EXERCISE REQUIREMENTS - Render every entry exactly as it appears.

[Dataset excerpts]
== Segment start ==
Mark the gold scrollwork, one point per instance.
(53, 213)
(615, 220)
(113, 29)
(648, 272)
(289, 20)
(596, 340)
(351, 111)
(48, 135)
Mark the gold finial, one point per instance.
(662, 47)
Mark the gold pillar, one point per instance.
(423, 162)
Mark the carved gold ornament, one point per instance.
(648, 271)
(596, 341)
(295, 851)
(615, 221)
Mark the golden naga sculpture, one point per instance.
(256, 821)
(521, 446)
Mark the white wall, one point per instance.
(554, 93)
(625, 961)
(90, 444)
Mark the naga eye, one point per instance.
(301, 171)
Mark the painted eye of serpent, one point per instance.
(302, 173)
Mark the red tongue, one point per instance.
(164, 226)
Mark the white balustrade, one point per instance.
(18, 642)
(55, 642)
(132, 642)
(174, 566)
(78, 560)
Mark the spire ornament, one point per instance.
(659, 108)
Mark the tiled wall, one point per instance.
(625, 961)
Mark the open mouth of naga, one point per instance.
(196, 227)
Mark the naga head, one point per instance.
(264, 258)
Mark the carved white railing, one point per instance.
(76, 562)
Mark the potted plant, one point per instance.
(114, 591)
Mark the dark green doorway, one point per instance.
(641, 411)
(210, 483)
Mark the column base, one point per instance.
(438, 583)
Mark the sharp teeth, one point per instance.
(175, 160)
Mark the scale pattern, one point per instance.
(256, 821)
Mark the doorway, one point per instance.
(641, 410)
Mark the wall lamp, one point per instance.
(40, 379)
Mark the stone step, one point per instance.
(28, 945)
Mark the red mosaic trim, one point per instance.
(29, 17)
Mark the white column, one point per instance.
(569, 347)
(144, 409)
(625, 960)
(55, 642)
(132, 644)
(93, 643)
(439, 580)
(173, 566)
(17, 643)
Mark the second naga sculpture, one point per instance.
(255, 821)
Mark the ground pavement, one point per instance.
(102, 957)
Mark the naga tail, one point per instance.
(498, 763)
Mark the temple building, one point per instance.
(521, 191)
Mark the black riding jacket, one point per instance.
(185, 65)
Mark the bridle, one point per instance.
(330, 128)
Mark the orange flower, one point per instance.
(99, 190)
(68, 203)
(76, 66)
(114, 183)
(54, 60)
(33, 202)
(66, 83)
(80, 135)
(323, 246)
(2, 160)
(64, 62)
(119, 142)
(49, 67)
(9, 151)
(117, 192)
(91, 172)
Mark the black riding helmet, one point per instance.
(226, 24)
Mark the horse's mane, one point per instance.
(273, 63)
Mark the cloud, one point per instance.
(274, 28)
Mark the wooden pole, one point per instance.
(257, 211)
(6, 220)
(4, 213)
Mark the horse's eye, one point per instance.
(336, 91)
== Segment end ==
SOLUTION BELOW -
Mark the gold scrollwork, one point per instance.
(53, 213)
(615, 220)
(113, 29)
(648, 272)
(289, 20)
(596, 340)
(351, 111)
(48, 135)
Mark the gold finial, one point per instance.
(662, 47)
Mark the gold pillar, one point per instance.
(423, 162)
Mark the carved gold ornament, one point per instance.
(648, 271)
(596, 341)
(295, 851)
(615, 221)
Mark the golden naga sculpture, one point per instance.
(256, 821)
(521, 446)
Mark the white wall, one point per instance.
(554, 93)
(625, 961)
(90, 444)
Mark the naga eye, one point per instance.
(301, 171)
Mark the painted eye of serpent, one point per instance.
(302, 173)
Mark the red tongue, one point per instance.
(164, 226)
Mark the white balustrade, one point per instance.
(18, 642)
(55, 642)
(132, 642)
(174, 566)
(78, 560)
Mark the spire ornament, one point per instance.
(659, 108)
Mark the tiled wall, one point per instance.
(625, 961)
Mark the open mouth of naga, one point per instance.
(196, 227)
Mark the naga head, one point per instance.
(264, 258)
Mark the carved white railing, one point per instance.
(76, 562)
Mark the potted plant, one point per instance.
(114, 591)
Mark the dark green doorway, one point per instance.
(641, 411)
(210, 483)
Mark the column base, one point per instance.
(438, 583)
Mark the sharp teeth, one point per instance.
(175, 160)
Mark the scale pattern, one point per instance.
(256, 821)
Mark the doorway, one point per instance.
(641, 410)
Mark the wall lamp, one point per instance.
(40, 379)
Mark the stone step, one point per instance.
(28, 945)
Mark the red mosaic trim, one point per instance.
(29, 17)
Mark the white column, one point per instance.
(569, 347)
(144, 409)
(625, 960)
(55, 642)
(132, 644)
(93, 643)
(439, 580)
(173, 566)
(17, 643)
Mark the second naga sculpture, one point per instance.
(255, 821)
Mark the ground pavement, one point per instance.
(102, 957)
Mark the naga tail, one point per instance.
(498, 763)
Mark the temple building, one point per instance.
(521, 191)
Mark the black riding jacket, one point per instance.
(185, 65)
Mark the bridle, one point per instance.
(330, 128)
Mark the orange flower, one point per instance.
(99, 190)
(68, 203)
(76, 66)
(114, 183)
(54, 60)
(33, 202)
(66, 83)
(80, 135)
(323, 246)
(2, 160)
(64, 62)
(119, 142)
(49, 67)
(9, 151)
(117, 192)
(91, 172)
Mark the black riding helmet, one point per instance.
(226, 24)
Mark the horse's mane, one point per instance.
(273, 63)
Mark the cloud, one point per instance.
(274, 28)
Mark the wooden pole, one point per instance.
(257, 211)
(6, 220)
(4, 213)
Mark the horse's eye, one point per instance.
(336, 91)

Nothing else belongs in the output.